Locate each line in the rows below that contains the word "nose" and copy those lines.
Start THE DATA
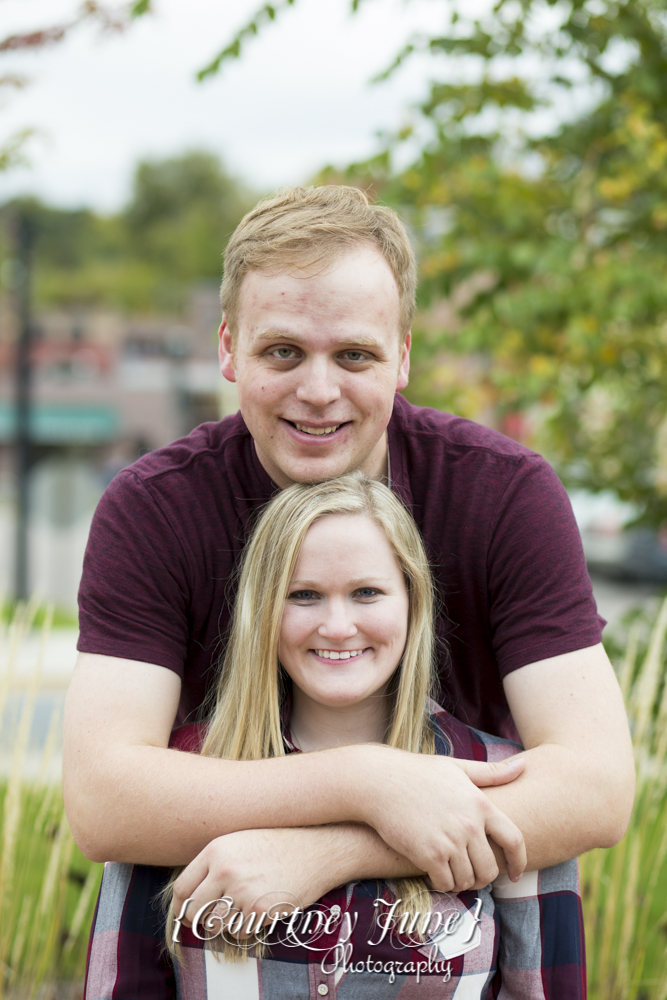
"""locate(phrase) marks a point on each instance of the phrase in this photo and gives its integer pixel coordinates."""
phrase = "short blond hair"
(301, 229)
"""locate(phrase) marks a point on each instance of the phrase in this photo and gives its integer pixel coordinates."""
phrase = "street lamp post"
(23, 376)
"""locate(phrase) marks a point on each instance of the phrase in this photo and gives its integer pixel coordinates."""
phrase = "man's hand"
(429, 809)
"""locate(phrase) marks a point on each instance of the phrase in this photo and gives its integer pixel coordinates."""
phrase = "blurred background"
(523, 143)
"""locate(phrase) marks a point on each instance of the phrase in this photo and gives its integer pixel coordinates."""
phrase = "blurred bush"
(537, 193)
(146, 258)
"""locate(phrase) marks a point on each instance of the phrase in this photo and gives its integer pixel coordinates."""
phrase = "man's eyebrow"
(363, 581)
(275, 333)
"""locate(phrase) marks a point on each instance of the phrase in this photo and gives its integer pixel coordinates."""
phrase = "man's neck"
(375, 466)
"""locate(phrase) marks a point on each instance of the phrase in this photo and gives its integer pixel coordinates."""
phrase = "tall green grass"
(625, 888)
(47, 888)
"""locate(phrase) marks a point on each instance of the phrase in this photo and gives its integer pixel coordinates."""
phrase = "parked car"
(611, 547)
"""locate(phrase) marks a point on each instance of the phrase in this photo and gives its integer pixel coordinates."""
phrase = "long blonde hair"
(246, 723)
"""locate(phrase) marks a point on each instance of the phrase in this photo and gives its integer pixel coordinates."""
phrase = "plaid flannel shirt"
(508, 941)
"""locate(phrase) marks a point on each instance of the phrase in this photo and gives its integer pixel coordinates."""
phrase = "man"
(318, 296)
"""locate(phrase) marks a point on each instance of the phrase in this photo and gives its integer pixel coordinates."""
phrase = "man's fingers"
(483, 862)
(498, 773)
(462, 872)
(508, 836)
(441, 879)
(190, 878)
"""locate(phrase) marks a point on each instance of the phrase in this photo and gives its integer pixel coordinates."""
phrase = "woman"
(332, 644)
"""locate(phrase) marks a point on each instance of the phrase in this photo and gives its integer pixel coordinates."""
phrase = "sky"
(298, 98)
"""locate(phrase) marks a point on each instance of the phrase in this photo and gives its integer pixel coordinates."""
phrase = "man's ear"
(404, 366)
(226, 351)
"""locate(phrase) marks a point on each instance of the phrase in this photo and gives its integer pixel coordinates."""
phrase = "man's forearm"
(577, 790)
(566, 804)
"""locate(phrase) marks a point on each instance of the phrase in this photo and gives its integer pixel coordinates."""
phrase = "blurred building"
(106, 389)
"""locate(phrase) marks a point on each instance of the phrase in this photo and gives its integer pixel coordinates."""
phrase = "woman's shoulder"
(454, 738)
(188, 738)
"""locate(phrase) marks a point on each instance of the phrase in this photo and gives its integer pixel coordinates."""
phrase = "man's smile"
(316, 431)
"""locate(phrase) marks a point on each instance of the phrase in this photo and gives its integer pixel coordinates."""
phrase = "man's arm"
(575, 794)
(129, 798)
(128, 801)
(577, 790)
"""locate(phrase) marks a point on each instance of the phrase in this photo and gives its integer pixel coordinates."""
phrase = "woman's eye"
(303, 595)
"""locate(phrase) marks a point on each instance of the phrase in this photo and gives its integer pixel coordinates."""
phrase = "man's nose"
(318, 385)
(338, 624)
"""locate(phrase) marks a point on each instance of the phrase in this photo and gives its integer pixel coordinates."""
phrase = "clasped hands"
(425, 815)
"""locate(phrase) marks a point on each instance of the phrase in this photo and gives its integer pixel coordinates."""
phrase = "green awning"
(54, 424)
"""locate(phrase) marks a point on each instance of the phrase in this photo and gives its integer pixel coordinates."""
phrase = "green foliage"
(47, 888)
(539, 204)
(234, 48)
(144, 259)
(624, 888)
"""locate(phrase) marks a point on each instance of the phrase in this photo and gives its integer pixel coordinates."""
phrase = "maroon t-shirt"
(158, 582)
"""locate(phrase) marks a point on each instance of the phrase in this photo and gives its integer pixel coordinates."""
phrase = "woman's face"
(345, 621)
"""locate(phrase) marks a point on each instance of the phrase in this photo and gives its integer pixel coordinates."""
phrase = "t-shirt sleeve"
(135, 588)
(540, 594)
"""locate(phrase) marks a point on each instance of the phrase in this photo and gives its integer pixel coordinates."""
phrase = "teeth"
(317, 431)
(330, 654)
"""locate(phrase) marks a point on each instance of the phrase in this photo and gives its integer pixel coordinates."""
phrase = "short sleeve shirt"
(159, 573)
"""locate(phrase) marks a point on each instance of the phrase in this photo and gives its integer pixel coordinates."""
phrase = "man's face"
(317, 361)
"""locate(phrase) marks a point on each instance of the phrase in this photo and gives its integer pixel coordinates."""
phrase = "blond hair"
(306, 229)
(246, 723)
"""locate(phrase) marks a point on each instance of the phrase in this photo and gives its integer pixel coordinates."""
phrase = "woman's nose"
(338, 623)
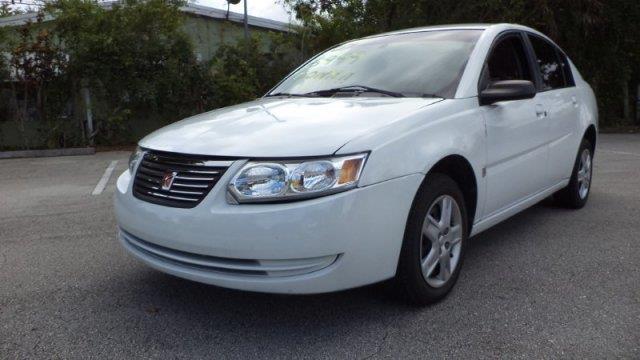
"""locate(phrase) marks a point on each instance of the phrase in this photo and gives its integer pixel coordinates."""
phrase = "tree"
(135, 59)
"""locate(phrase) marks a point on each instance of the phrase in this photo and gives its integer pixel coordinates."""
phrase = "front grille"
(193, 178)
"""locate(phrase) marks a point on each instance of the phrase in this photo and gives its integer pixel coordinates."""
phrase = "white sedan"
(377, 158)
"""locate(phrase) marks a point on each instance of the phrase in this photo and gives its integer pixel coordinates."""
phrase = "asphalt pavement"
(548, 283)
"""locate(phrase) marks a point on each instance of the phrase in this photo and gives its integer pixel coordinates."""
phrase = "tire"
(576, 194)
(422, 288)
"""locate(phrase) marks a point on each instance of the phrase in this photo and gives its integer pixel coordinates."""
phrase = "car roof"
(499, 27)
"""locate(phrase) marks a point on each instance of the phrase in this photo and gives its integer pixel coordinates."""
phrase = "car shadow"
(195, 308)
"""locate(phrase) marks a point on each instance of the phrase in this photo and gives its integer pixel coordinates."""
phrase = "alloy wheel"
(584, 174)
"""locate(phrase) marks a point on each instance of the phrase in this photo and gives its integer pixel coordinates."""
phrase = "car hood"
(282, 127)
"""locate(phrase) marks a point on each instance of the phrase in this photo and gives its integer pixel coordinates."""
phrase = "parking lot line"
(105, 178)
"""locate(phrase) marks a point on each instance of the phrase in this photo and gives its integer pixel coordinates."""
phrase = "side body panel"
(416, 144)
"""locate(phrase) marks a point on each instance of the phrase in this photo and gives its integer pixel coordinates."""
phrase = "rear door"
(516, 130)
(557, 92)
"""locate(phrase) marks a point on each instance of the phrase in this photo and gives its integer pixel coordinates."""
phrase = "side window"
(507, 61)
(552, 69)
(566, 70)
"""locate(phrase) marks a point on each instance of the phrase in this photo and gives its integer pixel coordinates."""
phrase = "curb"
(46, 153)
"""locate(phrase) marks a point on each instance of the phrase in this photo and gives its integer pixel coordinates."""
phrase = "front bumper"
(313, 246)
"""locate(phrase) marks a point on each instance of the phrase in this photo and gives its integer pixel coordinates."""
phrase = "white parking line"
(105, 178)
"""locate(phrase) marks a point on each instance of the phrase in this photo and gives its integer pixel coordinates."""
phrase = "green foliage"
(135, 58)
(247, 69)
(600, 37)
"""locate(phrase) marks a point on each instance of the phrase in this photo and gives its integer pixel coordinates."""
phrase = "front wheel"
(575, 195)
(434, 243)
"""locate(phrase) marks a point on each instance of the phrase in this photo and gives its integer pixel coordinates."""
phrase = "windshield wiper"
(355, 89)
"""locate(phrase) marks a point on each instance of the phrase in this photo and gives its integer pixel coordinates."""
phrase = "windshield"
(428, 63)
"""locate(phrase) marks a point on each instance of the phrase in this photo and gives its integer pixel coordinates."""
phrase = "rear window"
(552, 64)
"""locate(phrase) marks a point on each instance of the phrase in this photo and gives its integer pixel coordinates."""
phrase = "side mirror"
(507, 90)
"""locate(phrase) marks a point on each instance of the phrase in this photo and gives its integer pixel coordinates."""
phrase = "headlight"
(288, 180)
(133, 159)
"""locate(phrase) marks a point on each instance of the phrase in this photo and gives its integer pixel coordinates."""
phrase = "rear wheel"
(575, 195)
(433, 247)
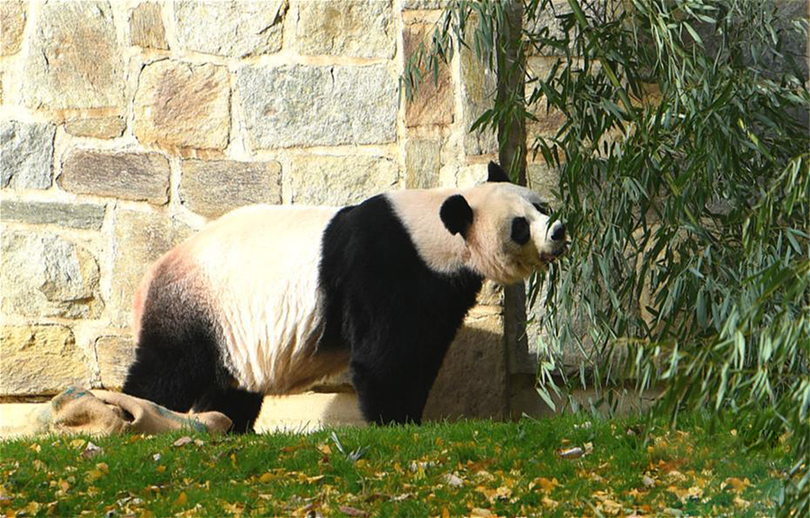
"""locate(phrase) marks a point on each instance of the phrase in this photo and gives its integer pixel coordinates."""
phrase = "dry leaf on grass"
(182, 441)
(351, 511)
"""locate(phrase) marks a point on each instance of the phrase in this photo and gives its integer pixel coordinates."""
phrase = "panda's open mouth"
(549, 257)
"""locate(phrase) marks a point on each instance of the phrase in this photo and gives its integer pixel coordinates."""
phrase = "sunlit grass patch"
(565, 466)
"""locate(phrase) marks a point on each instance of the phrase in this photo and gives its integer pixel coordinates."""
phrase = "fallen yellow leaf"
(544, 484)
(736, 484)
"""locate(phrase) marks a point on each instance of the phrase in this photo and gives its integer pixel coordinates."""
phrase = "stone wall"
(127, 124)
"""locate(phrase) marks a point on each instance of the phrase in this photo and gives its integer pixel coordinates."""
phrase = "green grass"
(508, 469)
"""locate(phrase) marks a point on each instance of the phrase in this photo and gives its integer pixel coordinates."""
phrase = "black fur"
(456, 214)
(396, 314)
(178, 361)
(520, 231)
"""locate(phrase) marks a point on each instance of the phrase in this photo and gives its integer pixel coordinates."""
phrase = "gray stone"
(338, 180)
(425, 4)
(181, 105)
(13, 14)
(146, 27)
(548, 18)
(433, 102)
(213, 187)
(27, 155)
(422, 163)
(142, 237)
(61, 71)
(355, 28)
(105, 127)
(472, 380)
(40, 359)
(45, 275)
(115, 354)
(299, 105)
(130, 176)
(88, 216)
(230, 28)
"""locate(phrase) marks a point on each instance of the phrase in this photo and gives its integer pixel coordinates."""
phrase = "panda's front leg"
(389, 396)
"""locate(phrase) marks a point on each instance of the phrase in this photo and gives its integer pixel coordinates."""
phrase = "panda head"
(507, 229)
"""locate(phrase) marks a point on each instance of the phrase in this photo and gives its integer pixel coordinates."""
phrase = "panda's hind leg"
(178, 359)
(241, 406)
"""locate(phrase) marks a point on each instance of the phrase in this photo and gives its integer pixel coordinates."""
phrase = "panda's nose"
(558, 232)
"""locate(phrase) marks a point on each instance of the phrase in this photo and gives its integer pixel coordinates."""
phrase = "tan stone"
(60, 72)
(544, 180)
(478, 89)
(142, 237)
(422, 163)
(40, 359)
(301, 105)
(180, 105)
(45, 275)
(115, 353)
(356, 28)
(472, 380)
(234, 28)
(106, 127)
(338, 180)
(130, 176)
(433, 102)
(146, 27)
(213, 187)
(13, 14)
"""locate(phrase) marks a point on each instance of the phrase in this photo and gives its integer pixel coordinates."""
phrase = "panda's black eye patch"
(520, 230)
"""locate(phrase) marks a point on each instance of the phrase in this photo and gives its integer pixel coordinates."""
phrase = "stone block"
(433, 102)
(115, 354)
(13, 14)
(478, 89)
(544, 180)
(86, 216)
(472, 380)
(425, 4)
(40, 359)
(181, 105)
(338, 180)
(27, 154)
(422, 163)
(130, 176)
(355, 28)
(213, 187)
(146, 27)
(61, 72)
(103, 128)
(45, 275)
(298, 105)
(232, 28)
(147, 235)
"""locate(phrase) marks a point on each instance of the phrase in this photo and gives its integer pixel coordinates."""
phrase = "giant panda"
(269, 299)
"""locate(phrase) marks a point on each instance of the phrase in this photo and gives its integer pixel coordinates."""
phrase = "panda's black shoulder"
(370, 266)
(369, 235)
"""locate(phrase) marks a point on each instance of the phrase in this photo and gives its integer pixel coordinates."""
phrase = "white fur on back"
(259, 266)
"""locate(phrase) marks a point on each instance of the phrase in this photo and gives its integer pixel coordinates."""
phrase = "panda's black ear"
(456, 215)
(496, 173)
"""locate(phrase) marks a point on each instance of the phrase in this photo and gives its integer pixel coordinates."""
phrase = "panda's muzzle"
(558, 242)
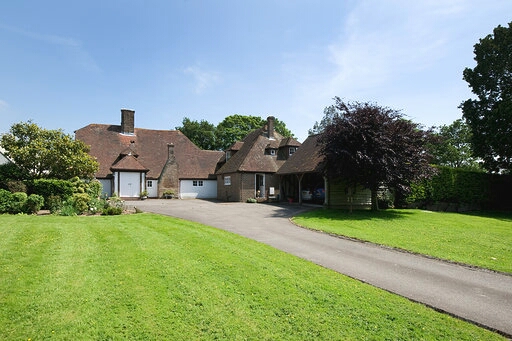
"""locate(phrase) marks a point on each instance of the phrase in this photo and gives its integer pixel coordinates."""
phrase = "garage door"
(198, 189)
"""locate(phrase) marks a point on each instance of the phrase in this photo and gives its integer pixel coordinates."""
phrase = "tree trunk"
(375, 202)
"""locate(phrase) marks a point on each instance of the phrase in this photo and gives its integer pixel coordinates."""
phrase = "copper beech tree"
(374, 146)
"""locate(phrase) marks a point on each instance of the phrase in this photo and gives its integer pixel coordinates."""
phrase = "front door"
(260, 185)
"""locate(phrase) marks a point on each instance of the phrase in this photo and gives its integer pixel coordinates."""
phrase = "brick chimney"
(127, 121)
(270, 127)
(170, 149)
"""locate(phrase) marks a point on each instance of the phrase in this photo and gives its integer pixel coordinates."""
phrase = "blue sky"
(65, 64)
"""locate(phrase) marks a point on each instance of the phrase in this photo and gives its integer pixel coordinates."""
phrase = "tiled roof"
(128, 163)
(237, 145)
(289, 142)
(306, 159)
(107, 144)
(252, 157)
End THE DATA
→ EXPECTED ANSWER
phrase = "man's nose"
phrase = "woman's nose"
phrase = "panda's nose"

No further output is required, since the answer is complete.